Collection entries
________________________________________

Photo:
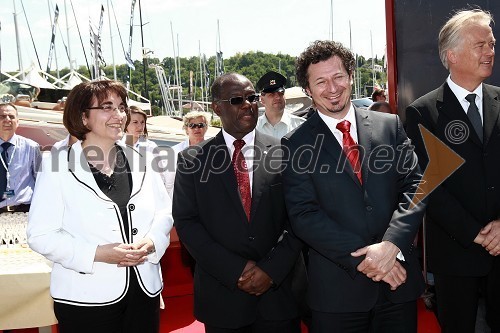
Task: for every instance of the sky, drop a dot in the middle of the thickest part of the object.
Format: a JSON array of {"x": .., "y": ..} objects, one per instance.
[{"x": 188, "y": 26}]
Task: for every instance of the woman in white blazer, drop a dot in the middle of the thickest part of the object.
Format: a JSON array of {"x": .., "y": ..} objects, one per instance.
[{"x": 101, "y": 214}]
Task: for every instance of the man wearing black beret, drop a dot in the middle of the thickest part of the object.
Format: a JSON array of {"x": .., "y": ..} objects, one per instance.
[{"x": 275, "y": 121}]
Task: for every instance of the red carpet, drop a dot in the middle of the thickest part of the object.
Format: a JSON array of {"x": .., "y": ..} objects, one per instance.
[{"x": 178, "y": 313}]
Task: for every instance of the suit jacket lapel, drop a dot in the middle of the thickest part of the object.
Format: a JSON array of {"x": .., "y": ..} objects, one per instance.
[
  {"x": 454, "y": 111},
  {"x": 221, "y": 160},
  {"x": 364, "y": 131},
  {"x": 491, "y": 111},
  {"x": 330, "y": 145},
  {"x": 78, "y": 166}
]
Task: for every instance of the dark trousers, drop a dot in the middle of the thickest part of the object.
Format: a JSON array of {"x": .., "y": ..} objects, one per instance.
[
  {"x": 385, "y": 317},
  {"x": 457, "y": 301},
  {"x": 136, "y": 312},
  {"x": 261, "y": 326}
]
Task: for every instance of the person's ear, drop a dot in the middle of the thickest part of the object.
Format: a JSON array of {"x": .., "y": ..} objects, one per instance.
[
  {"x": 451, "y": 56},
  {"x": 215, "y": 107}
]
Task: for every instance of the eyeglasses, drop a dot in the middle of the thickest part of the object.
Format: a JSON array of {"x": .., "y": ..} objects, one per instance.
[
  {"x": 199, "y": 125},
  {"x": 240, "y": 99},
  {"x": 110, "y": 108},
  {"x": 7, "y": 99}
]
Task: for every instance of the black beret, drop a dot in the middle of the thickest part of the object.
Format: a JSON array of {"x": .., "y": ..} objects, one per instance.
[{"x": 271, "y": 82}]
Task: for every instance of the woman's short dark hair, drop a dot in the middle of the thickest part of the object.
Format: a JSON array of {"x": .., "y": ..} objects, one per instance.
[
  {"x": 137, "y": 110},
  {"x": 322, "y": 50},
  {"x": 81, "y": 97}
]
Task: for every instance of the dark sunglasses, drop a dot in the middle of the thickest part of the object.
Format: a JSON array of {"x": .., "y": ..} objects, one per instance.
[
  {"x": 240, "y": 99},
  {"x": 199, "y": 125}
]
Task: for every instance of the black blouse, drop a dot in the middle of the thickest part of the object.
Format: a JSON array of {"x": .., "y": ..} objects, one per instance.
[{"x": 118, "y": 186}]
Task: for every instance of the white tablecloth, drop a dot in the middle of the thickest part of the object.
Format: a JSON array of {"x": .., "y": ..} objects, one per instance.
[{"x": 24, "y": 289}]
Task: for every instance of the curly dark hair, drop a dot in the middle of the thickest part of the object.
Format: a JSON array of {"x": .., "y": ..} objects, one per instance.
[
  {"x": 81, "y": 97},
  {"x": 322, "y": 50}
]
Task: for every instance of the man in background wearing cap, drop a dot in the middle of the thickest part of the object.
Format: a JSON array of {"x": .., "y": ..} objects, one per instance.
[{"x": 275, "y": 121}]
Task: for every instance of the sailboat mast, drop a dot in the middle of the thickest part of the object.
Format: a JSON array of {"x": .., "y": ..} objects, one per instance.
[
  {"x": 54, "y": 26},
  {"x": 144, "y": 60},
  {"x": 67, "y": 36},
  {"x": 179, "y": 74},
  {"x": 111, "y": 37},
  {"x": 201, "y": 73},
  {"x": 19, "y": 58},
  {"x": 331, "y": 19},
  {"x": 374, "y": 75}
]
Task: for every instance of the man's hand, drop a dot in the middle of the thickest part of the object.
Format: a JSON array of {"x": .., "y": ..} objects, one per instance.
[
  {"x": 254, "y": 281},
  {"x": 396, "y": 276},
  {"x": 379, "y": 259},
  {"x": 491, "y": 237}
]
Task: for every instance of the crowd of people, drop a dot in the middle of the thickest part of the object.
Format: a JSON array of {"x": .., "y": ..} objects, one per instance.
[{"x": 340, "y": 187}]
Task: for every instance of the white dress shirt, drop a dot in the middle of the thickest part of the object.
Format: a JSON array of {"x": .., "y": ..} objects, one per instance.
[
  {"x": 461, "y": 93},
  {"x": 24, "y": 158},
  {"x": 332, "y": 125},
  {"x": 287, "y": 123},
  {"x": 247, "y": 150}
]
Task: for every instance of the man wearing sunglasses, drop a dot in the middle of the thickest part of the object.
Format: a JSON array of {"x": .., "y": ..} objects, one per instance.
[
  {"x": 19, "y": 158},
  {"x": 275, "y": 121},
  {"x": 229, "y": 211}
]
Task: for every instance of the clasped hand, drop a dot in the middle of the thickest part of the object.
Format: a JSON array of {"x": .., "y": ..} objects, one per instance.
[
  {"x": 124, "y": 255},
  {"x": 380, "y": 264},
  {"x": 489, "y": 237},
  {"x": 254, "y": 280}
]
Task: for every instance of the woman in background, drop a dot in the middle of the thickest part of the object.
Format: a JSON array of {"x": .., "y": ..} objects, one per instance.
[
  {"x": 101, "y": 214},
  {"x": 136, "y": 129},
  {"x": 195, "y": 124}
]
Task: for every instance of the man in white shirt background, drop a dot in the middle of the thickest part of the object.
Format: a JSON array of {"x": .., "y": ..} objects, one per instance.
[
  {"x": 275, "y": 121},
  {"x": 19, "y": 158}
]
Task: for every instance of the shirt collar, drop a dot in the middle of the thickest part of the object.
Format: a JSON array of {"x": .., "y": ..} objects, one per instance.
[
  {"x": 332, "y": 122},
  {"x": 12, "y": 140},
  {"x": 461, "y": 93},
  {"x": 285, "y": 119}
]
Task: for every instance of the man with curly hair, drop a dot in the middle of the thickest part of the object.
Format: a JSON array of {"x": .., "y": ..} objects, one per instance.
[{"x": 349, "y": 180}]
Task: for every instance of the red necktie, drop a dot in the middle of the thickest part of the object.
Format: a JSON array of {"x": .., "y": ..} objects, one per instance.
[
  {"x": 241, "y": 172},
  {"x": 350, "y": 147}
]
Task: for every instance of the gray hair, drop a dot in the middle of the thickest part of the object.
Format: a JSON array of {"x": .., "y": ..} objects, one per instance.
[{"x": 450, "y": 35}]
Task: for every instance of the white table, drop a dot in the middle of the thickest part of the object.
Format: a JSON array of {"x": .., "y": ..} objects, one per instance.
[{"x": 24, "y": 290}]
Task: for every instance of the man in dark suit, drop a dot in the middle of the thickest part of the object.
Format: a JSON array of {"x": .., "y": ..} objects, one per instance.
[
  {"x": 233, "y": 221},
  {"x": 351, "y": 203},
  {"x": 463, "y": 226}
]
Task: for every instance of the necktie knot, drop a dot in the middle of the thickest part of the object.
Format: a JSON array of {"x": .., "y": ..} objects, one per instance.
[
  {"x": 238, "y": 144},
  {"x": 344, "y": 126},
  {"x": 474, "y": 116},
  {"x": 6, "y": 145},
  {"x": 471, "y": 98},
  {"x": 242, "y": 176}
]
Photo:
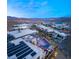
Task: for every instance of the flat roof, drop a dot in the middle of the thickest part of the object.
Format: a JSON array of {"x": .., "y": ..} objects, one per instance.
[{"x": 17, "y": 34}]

________________________________________

• **What the task requires**: Can you output, word for word, the lines of the data from the one containing "Task: for every instance of the necktie" through the end of the data, both ends included, leaving the pictures out of your answer?

• **Worked answer**:
Task: for every instance of the necktie knot, drop a dot in the middle of the thickest part of the object.
Format: a JSON array of {"x": .., "y": ..} objects, one per instance.
[
  {"x": 238, "y": 144},
  {"x": 344, "y": 126},
  {"x": 474, "y": 116},
  {"x": 6, "y": 145},
  {"x": 471, "y": 98},
  {"x": 242, "y": 176}
]
Photo:
Task: for every instance of the flat roof, drop a dot in the middle of the thickest part of the object.
Format: a JSON array of {"x": .., "y": ..} objects, one per instance.
[{"x": 17, "y": 34}]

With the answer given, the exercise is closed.